Please state how many lines in the material below contain the word "instance", giving only the number.

MATERIAL TO PROCESS:
___

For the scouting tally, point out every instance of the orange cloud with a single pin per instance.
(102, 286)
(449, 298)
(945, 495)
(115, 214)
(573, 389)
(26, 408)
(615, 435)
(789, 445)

___

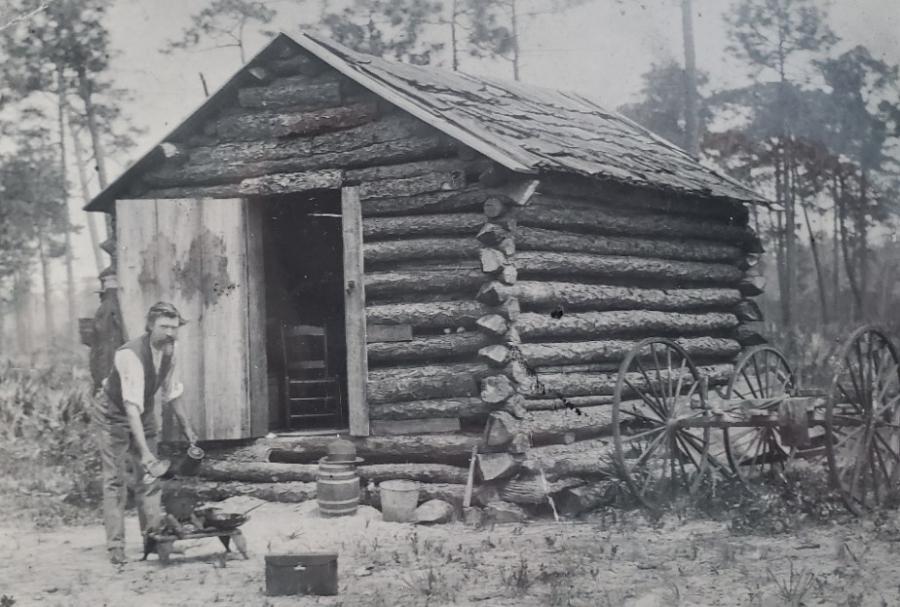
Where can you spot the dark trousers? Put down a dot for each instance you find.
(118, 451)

___

REPLY: 2